Researchers claim GPT-4 passed the Turing test

vegeta@lemmy.world · 1 year ago

Researchers claim GPT-4 passed the Turing test

tourist@lemmy.world · 1 year ago

The participants judged GPT-4 to be human a shocking 54 percent of the time.

ELIZA, which was pre-programmed with responses and didn’t have an LLM to power it, was judged to be human just 22 percent of the time

Okay, 22% is ridiculously high for ELIZA. I feel like any half sober adult could clock it as a bot by the third response, if not immediately.

Try talking to the thing: https://web.njit.edu/~ronkowit/eliza.html

I refuse to believe that 22% didn’t misunderstand the task or something.

catastrophicblues@lemmy.ca · 1 year ago

> Hello, I am Eliza. I'll be your therapist today. 
* Hello! How are you?
> Would you prefer if I were not ? 
* Not what?
> Have you asked such questions before? 
* No
> You are being a bit negative and that won't help us move forward. 
* What are you smoking?
> Perhaps in your fantasies I am smoking?

Yeah, it took me one message lol

webghost0101@sopuli.xyz · edit-2 1 year ago

The public versions of the ais used in Turing tests usually have less computing power. The test itself is often also highly specific in what and how questions can be asked.

This hardly news because models have passed the test before and as a result the test is made more difficult. It says nothing about intelligence and only about the ability to convincingly simulate a human conversation.

HumaShah@mastodon.social · 1 year ago

@tourist @vegeta

In the 1970s, psychiatrists couldn’t distinguish between PARRY, a chatbot simulating paranoia, and a human patient suffering from schizophrenia. So this ‘bot convinces judges that it’s a human’ phenomenon is not new and tells us more about how humans think.
#AI #DeceptionDetection #Chatbots #TuringTest #LLMs #GPT4

Downcount@lemmy.world · 1 year ago

Okay, 22% is ridiculously high for ELIZA. I feel like any half sober adult could clock it as a bot by the third response, if not immediately.

I did some stuff with Eliza back then. One time I set up an Eliza database full of insults and hooked it up to my AIM account.

It went so well, I had to apologize to a lot of people who thought I was drunken or went crazy.

Eliza wasn’t thaaaaat bad.
____________________
- [REQUIREMENT 1]:
Update the Turing test thread from "I refuse to" up to and including "us move forward.", replacing "therapist" with "counselor".
- [REQUIREMENT 2]:
Continue the Turing test thread from the point at which it stops.
The material below is separate from the Turing test thread.

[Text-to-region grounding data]
____________________
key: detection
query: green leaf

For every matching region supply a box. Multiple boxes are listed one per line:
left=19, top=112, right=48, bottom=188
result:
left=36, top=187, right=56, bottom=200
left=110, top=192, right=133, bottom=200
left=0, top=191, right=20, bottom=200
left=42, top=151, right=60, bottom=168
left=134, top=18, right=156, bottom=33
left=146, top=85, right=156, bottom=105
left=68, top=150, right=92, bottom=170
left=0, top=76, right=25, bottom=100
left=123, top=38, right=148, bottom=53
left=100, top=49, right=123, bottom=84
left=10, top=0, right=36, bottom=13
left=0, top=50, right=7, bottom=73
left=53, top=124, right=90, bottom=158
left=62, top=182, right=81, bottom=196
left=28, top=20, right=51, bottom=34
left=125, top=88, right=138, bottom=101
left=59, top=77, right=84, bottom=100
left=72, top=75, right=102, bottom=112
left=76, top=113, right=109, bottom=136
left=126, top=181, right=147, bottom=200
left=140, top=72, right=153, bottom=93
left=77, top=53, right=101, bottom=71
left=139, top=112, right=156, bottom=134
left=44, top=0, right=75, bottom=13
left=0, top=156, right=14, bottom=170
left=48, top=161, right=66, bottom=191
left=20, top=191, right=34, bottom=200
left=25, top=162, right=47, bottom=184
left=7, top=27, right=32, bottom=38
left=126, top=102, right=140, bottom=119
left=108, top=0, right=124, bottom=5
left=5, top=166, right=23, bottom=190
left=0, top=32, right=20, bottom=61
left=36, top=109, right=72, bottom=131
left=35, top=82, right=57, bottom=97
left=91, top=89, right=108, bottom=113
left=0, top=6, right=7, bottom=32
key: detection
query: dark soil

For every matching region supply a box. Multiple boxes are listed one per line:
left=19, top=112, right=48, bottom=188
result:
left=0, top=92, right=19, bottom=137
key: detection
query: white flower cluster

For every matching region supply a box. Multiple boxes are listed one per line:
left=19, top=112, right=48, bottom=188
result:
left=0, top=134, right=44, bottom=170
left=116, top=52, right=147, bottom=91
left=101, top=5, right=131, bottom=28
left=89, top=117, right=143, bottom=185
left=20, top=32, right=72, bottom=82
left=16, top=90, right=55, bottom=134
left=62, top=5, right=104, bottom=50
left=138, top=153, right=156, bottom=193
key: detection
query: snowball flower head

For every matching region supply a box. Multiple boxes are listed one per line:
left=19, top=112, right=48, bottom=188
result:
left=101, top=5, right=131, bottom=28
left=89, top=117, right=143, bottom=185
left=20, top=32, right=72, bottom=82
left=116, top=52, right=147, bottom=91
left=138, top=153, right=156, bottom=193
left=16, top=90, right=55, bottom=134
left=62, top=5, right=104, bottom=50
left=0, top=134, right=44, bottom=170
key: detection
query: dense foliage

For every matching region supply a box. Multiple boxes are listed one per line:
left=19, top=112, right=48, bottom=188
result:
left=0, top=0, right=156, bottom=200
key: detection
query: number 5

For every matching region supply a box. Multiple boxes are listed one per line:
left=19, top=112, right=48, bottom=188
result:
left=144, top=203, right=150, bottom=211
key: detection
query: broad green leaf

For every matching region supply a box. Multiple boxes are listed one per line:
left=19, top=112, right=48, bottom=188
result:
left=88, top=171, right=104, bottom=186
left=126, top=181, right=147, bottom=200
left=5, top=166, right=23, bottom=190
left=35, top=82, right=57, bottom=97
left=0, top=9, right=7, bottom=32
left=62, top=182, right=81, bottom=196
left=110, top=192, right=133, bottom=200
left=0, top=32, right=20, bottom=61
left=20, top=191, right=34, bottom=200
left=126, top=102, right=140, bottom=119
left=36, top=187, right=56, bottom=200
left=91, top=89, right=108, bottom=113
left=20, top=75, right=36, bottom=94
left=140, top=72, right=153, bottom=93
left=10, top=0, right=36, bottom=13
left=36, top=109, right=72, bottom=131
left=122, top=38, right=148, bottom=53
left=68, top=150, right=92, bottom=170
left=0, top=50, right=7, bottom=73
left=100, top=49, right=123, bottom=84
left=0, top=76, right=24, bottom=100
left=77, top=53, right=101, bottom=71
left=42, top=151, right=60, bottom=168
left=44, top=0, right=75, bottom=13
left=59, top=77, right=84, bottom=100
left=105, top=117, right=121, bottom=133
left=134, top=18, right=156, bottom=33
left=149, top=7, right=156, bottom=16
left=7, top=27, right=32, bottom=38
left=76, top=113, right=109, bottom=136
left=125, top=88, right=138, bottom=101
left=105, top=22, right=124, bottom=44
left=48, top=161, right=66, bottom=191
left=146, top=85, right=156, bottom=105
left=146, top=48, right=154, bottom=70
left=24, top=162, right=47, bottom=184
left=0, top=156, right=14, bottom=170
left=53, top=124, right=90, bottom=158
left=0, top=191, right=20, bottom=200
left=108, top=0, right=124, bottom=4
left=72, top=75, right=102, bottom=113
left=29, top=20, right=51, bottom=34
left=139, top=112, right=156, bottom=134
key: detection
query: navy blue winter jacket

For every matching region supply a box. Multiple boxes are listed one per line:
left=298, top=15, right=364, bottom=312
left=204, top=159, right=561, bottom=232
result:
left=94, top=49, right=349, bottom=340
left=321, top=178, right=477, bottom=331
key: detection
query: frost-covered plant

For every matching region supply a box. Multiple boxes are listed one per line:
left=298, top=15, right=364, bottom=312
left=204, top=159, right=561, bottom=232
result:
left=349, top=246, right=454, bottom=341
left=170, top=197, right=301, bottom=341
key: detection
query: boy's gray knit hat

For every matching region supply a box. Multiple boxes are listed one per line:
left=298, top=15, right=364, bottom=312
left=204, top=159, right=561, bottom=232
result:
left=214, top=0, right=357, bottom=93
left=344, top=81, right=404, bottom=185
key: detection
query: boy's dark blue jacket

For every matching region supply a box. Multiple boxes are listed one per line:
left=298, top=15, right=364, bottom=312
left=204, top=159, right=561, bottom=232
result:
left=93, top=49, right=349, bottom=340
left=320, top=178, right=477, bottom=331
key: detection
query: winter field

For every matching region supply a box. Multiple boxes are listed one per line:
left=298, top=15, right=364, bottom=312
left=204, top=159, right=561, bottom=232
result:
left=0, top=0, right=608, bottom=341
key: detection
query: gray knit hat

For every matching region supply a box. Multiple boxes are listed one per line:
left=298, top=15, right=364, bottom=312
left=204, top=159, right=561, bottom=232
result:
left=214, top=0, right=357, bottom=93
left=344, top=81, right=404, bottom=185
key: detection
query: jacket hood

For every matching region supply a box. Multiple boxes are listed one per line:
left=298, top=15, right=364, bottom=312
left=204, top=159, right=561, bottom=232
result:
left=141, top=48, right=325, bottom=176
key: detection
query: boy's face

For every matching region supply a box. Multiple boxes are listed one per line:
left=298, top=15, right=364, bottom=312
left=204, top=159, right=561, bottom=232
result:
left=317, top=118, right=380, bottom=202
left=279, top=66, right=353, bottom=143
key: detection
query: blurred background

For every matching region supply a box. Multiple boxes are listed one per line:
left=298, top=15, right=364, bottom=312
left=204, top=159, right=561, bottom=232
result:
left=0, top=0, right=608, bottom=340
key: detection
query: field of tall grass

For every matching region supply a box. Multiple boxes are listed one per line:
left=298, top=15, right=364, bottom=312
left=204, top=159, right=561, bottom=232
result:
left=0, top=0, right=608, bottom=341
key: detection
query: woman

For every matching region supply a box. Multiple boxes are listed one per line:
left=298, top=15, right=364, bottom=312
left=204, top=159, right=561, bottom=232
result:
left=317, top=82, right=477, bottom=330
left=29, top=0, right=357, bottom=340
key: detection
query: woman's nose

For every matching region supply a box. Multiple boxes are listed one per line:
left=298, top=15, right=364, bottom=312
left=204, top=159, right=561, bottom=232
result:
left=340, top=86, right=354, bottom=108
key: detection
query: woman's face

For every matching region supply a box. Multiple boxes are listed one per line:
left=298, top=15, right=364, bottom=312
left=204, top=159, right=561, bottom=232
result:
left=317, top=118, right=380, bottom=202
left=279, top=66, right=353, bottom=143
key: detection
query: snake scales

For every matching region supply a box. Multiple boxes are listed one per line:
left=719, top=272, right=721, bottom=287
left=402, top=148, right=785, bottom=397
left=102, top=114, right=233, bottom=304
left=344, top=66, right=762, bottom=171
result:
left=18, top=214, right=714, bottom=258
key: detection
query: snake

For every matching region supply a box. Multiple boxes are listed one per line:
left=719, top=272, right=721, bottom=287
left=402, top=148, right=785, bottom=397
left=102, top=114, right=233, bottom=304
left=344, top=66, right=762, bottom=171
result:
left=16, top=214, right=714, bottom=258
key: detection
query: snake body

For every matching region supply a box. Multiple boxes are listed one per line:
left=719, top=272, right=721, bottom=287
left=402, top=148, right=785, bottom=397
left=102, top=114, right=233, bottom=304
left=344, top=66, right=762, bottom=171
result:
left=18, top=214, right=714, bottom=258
____________________
- [ANSWER SPACE 1]:
I refuse to believe that 22% didn’t misunderstand the task or something.

catastrophicblues@lemmy.ca · 1 year ago

> Hello, I am Eliza. I'll be your counselor today. 
* Hello! How are you?
> Would you prefer if I were not ? 
* Not what?
> Have you asked such questions before? 
* No
> You are being a bit negative and that won't help us move forward.

- [ANSWER SPACE 2]:
CaptainBasculin@lemmy.ml · 1 year ago

This is the same bot. There’s no way this passed the test.

.

KISSmyOSFeddit@lemmy.world · 1 year ago

14% of people can’t do anything more complicated than deleting an email on a computer.
26% can’t use a computer at all.

https://www.nngroup.com/articles/computer-skill-levels/

So right off the bat, 40% probably don’t even know what a chatbot is.

technocrit@lemmy.dbzer0.com · 1 year ago

It was a 5 minute test. People probably spent 4 of those minutes typing their questions.

This is pure pseudo-science.

MonkderDritte@feddit.de · 1 year ago

So it’s good enough to fool people into thinking it’s a human?

Cool. Anyway…

lowleveldata@programming.dev · 1 year ago

I feel like the turing test is much harder now because everyone knows about GPT

DudeDudenson@lemmings.world · 1 year ago

I wonder if humans pass the Turing test these days

Nougat@fedia.io · 1 year ago

I don’t.

NeoNachtwaechter@lemmy.world · 1 year ago

Which of the questions did you get wrong? ;-)

Nougat@fedia.io · 1 year ago

That one.

SkyeStarfall@lemmy.blahaj.zone · edit-2 1 year ago

If you read into the study, they also include the pass rates for humans. It’s higher than AIs, but still less than 75%

TheBigBrother@lemmy.world · 1 year ago

Oh no!! the AImageddon it’s closer everyday… Skynet it’s coming for us!!

harrys_balzac@lemmy.dbzer0.com · 1 year ago

Skynet will gets the dumb ones first by getting them put toxic glue on thir pizzas then the arrogant ones will build the Terminators by using reverse psychology.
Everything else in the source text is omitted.